» **What is expected**
Can you copy the listing below word for word, starting at the line that contains "Question. In the picture above, identify the overcast" and stopping after its final line, with the pictures left out?

» **Records for this task**
■ ■ ■ ■
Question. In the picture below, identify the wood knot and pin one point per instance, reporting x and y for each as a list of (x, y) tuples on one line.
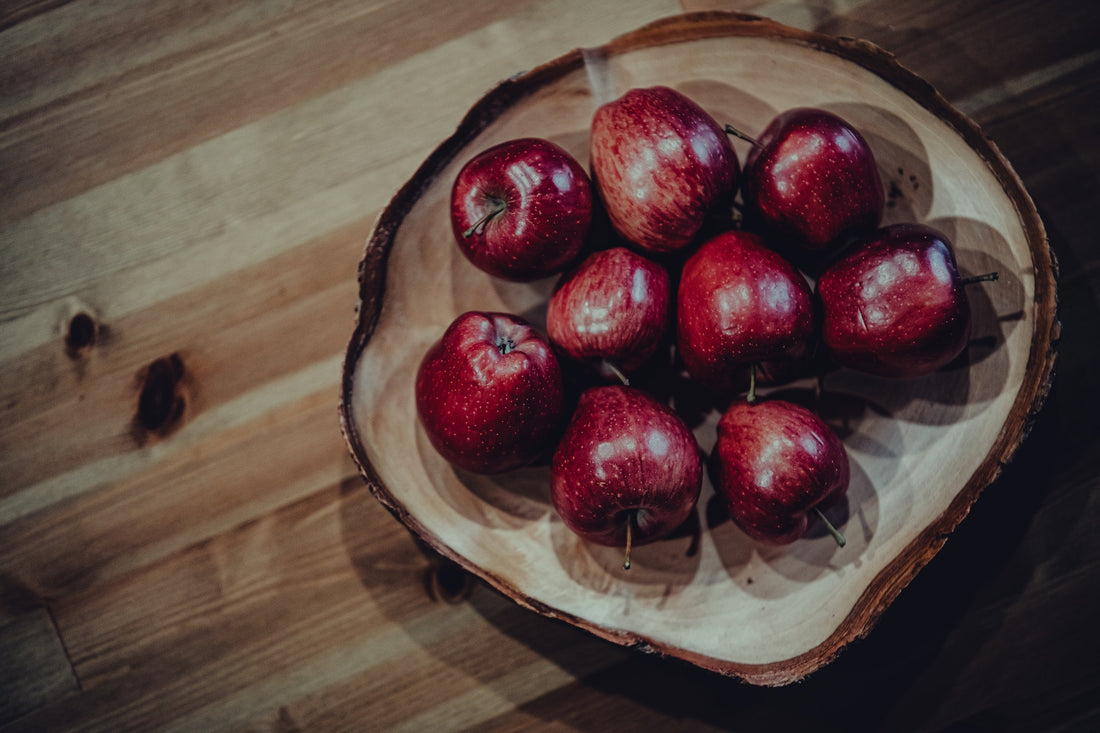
[(81, 334), (163, 397)]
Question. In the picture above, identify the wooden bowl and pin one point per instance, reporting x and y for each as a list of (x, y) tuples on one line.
[(921, 450)]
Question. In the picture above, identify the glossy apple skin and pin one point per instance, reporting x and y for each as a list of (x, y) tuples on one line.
[(772, 463), (740, 303), (615, 307), (625, 451), (483, 409), (547, 199), (811, 182), (662, 166), (893, 305)]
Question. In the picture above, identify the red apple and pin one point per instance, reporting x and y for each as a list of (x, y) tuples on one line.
[(894, 305), (811, 182), (490, 393), (774, 463), (739, 304), (613, 310), (627, 469), (520, 210), (663, 167)]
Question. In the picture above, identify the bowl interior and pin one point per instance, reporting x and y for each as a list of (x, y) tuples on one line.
[(920, 449)]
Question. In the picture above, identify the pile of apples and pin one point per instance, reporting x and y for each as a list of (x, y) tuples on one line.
[(728, 291)]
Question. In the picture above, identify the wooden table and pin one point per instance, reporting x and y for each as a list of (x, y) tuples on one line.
[(185, 190)]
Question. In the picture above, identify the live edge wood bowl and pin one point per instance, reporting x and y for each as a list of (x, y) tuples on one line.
[(921, 450)]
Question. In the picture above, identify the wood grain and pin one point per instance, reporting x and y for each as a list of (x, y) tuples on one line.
[(199, 181)]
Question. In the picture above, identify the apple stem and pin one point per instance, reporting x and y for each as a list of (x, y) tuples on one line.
[(988, 277), (833, 531), (617, 372), (730, 130), (498, 207), (629, 533)]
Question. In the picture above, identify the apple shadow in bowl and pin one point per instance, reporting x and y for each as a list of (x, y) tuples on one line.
[(980, 373), (657, 569), (770, 571), (901, 157), (505, 501)]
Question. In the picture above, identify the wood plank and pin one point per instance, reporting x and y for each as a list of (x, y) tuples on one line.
[(323, 614), (232, 337), (173, 88), (35, 670)]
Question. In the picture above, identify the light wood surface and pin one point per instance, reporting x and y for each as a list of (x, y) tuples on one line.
[(185, 543)]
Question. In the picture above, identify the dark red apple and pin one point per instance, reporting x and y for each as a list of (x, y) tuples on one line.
[(739, 304), (490, 393), (520, 210), (894, 304), (627, 469), (663, 167), (811, 182), (774, 465), (613, 310)]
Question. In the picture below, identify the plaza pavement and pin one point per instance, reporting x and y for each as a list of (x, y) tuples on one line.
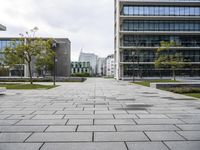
[(99, 114)]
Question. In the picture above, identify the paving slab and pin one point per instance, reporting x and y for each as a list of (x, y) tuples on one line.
[(113, 121), (186, 145), (146, 146), (61, 128), (22, 128), (42, 122), (96, 128), (146, 128), (60, 137), (20, 146), (13, 137), (85, 146), (164, 136), (99, 114), (190, 135)]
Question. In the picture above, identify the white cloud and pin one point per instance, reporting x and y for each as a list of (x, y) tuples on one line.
[(87, 23)]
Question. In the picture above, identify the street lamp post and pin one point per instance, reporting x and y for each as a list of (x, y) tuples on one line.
[(133, 59), (54, 46)]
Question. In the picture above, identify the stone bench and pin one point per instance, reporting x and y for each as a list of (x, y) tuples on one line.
[(2, 90), (176, 85)]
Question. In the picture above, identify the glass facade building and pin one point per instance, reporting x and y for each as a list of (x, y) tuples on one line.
[(140, 27)]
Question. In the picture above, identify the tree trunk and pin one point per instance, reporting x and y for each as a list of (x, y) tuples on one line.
[(21, 71), (174, 75), (30, 72)]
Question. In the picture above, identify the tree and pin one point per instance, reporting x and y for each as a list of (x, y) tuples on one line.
[(44, 61), (26, 49), (168, 58)]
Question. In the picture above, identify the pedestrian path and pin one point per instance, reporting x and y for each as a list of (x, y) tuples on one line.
[(99, 114)]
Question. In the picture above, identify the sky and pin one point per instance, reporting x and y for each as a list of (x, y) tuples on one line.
[(87, 23)]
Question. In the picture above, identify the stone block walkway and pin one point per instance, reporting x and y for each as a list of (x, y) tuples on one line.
[(99, 114)]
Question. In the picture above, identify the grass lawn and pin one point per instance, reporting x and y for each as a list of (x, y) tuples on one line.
[(196, 95), (147, 83), (26, 86)]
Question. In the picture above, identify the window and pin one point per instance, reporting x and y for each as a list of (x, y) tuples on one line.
[(167, 13), (131, 10), (156, 11), (187, 11), (197, 11), (176, 12), (192, 11), (162, 11), (172, 11), (126, 10), (135, 10), (182, 11)]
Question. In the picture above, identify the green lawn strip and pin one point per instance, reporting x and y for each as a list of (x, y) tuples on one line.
[(26, 86), (147, 83)]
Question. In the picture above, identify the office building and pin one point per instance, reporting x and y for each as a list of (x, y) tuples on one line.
[(2, 28), (63, 57), (80, 67), (101, 66), (141, 25), (89, 57), (110, 66)]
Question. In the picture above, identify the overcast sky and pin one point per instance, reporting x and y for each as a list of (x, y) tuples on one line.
[(87, 23)]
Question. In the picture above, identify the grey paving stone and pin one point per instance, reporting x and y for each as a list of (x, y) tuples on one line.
[(186, 145), (189, 126), (190, 135), (75, 112), (20, 117), (9, 112), (13, 137), (22, 128), (60, 137), (192, 120), (48, 117), (80, 122), (42, 122), (42, 112), (152, 116), (120, 136), (113, 121), (96, 128), (20, 146), (146, 128), (159, 121), (61, 128), (110, 112), (146, 146), (164, 136), (8, 122), (85, 146), (4, 116)]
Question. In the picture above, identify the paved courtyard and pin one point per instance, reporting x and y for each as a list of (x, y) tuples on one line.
[(99, 114)]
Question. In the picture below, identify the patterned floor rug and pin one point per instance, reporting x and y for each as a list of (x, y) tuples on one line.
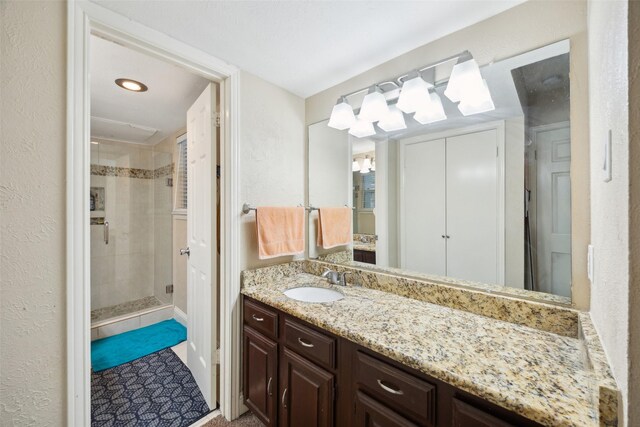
[(157, 390)]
■ ■ ■ ■
» **Answer to the task**
Question. In the picture above, identify the overcast sky and pin one point per instance, reporting x and y for each as a list of (x, y) tuples on one line.
[(87, 23)]
Question. In the picture above, identify the grey paving stone and pin one point per instance, reporting x and y for each as a list of (x, y) tuples on one line.
[(186, 145), (189, 126), (190, 135), (75, 112), (20, 117), (9, 112), (13, 137), (22, 128), (60, 137), (192, 120), (48, 117), (80, 122), (42, 122), (42, 112), (152, 116), (120, 136), (113, 121), (96, 128), (20, 146), (146, 128), (159, 121), (61, 128), (110, 112), (146, 146), (164, 136), (8, 122), (85, 146), (4, 116)]
Question. In the picture above, identify the paved courtyard and pin one point per instance, reporting x and y for each as a list of (x, y) tuples on one line.
[(99, 114)]
Question. In the picture below, identify the patterned floor rug and pin one point per instance, reporting x and y for each as a list of (x, y) tuples on one line.
[(157, 390)]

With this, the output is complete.